→ **Aufgabe 1**
Schreiben Sie aus dem Auszug den Abschnitt wörtlich ab, der bei den Worten „Einen Rosenmontag ohne“ einsetzt und nach den Worten „Armin Laschet (CDU).“ endet.
→ **Aufgabe 2**
Wer hat laut dem Auszug den Karnevalswagen neben dem Kölner Dom gebaut?

→ **Auszug**
- - - - -

Einen Rosenmontag ohne Karnevalswagen hat es in Köln seit 30 Jahren nicht mehr gegeben. Doch wegen der Corona-Pandemie ist der größte deutsche Karnevalszug in diesem Jahr abgesagt worden. Einen Karnevalswagen gab es allerdings doch – direkt neben dem Kölner Dom und verwirrenderweise erbaut von dem Düsseldorfer Spezialisten Jacques Tilly. Die Umweltschutzorganisation Greenpeace demonstrierte damit gegen die Klimapolitik des nordrhein-westfälischen Ministerpräsidenten Armin Laschet (CDU).
Der Wagen zeigt Laschet mit Narrenkappe, wie er mit einem riesigen Braunkohlebagger die Kirche von Keyenberg zum Einsturz bringt. Das Dorf Keyenberg soll dem Tagebau weichen. "Es kann nicht sein, dass mitten in der Klimakrise immer noch riesige Mengen Braunkohle abgebaut werden und sogar ganze Dörfer mit Kirchen, Schulen und fruchtbaren Äckern geopfert werden", sagte Bastian Neuwirth von Greenpeace. "Wir finden, Köln ist genau der richtige Ort für diesen Wagen, weil wir hier vor dem Dom die Problematik zeigen können, dass für Braunkohle immer noch Kirchen abgerissen werden."
Jacques Tilly: "Kleines Zeichen, dass wir am Leben sind"
Karnevalswagenbauer Tilly schickt am Montagmittag zudem acht Entwürfe durch die Stadt. Damit es nicht zu Menschenansammlungen komme, würden sie nicht im Konvoi, sondern einzeln auf verschiedenen Routen auf Anhängern durch die Straßen gefahren. "Es geht ja darum, dass das coronakonform stattfindet", sagte Tilly der Deutschen Presse-Agentur. "Wer Glück hat, kann sie sehen. Es ist ein kleines Zeichen, dass wir noch am Leben sind."

- - - - -

→ **Inhalt der Einträge**
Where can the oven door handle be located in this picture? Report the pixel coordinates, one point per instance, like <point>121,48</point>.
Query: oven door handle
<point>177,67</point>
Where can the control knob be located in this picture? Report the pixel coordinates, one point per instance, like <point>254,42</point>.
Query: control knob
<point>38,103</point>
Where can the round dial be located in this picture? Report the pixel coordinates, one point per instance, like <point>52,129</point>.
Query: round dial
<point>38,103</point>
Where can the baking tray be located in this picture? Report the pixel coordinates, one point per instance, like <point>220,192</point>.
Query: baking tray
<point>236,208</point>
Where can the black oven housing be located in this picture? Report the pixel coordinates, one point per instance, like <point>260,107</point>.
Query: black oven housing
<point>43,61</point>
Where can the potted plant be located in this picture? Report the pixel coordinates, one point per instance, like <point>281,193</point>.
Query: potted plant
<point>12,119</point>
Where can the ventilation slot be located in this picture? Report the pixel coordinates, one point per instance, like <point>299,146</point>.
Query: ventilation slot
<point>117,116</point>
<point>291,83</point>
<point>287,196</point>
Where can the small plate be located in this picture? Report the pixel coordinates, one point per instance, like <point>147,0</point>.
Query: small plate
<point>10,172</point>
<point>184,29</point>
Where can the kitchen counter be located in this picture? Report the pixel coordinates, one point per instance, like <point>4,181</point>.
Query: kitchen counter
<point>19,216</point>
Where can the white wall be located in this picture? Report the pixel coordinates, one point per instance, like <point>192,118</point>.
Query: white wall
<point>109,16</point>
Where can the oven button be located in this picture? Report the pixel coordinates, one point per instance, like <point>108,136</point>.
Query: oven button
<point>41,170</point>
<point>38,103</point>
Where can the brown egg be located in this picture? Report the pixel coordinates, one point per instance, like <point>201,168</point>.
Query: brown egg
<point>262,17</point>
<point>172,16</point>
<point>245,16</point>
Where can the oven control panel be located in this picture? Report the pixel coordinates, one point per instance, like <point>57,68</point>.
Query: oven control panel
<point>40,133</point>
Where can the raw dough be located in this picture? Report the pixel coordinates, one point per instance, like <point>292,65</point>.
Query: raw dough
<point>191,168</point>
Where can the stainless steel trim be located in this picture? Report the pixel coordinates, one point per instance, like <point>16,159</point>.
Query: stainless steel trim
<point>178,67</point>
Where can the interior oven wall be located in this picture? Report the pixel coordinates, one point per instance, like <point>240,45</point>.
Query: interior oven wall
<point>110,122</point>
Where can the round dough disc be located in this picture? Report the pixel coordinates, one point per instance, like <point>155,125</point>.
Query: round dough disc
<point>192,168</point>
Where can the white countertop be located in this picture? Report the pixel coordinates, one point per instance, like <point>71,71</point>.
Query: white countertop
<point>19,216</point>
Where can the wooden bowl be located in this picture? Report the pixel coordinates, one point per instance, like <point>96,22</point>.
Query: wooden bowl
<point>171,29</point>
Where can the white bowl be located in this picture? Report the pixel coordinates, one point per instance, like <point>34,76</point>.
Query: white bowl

- - - - -

→ **Lösung 1**
Einen Rosenmontag ohne Karnevalswagen hat es in Köln seit 30 Jahren nicht mehr gegeben. Doch wegen der Corona-Pandemie ist der größte deutsche Karnevalszug in diesem Jahr abgesagt worden. Einen Karnevalswagen gab es allerdings doch – direkt neben dem Kölner Dom und verwirrenderweise erbaut von dem Düsseldorfer Spezialisten Jacques Tilly. Die Umweltschutzorganisation Greenpeace demonstrierte damit gegen die Klimapolitik des nordrhein-westfälischen Ministerpräsidenten Armin Laschet (CDU).

→ **Lösung 2**
Der Düsseldorfer Spezialist Jacques Tilly.